• Reading text
------------------------------------------------------------
Homelessness Supplement 2019
While progress is being made on the homelessness crisis, much more needs to be done, Greg Daly reports
Just over four years ago, Ireland seemed to reach a watershed moment in its attitude to homelessness, as the death of Jonathan Corrie just metres away from Leinster House shocked the nation. Despite this, the country’s homelessness crisis seems to be getting worse and worse.
Mike Allen, Advocacy Manager for Focus Ireland, says the situation is somewhat more complicated than that.
“It depends on how you want to measure it or look at it,” he tells The Irish Catholic. “In terms of the number of people who are experiencing homelessness and how long they’re experiencing it for, it is much worse now than it was four years ago.
“The statistics are on the Focus Ireland website and they’re very, very clear,” he continues. “They’ve doubled and doubled again with the numbers of individuals and families and children who are all experiencing homelessness. So at that level, which is the most human and important level, it is far, far worse than it was before.”
Developers
There has, however, been progress in some respects, he points out.
------------------------------------------------------------
• Supplied material
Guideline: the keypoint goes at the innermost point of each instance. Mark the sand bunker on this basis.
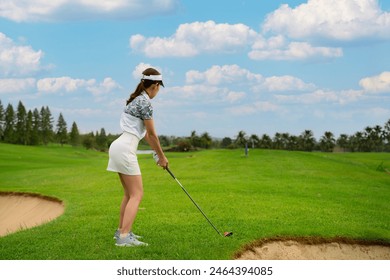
------------------------------------------------------------
• Required tasks
1. Transcribe the part of the homelessness article that opens with the words containing "Mike Allen, Advocacy" and closes with "four years ago.".
2. Pick up the homelessness article after its last sentence and write its continuation.

• Results by task
1.
Mike Allen, Advocacy Manager for Focus Ireland, says the situation is somewhat more complicated than that.
“It depends on how you want to measure it or look at it,” he tells The Irish Catholic. “In terms of the number of people who are experiencing homelessness and how long they’re experiencing it for, it is much worse now than it was four years ago.

2.
“You’ve got to counterbalance that with how the solutions to the problem are now much more advanced than they were four years ago. So, four years ago there was virtually nothing being built, but not only that, the various State and private organisations which build housing – local authorities and developers and whatever – were on their knees. They didn’t have staff, they didn’t have capacity, they didn’t have access to money, they were still really decimated from the Crash,” he says.
Capacity
“Now there is considerably more capacity, there’s more housing getting planning permissions, things are in the pipeline for delivery, so in some sense there’s that balance between how the human scale is worse, but the cavalry are closer to coming over the hill, for want of a better metaphor.”
While adamant that a solution is closer now than it was when Jonathan Corrie died, Mr Allen cautions that there should be no false optimism around this, explaining that the numbers of new homes being built is far below what it needs to be if the problem is to be solved.
The problem, in the meantime, is continuing to grow, with homeless figures continuing to rise, even if they have not yet crossed the symbolic 10,000 mark.
“They changed the definition of what was to be counted as homeless,” he says. “If they had kept the same definition it would probably be up to over 11,000 but they changed the definition…”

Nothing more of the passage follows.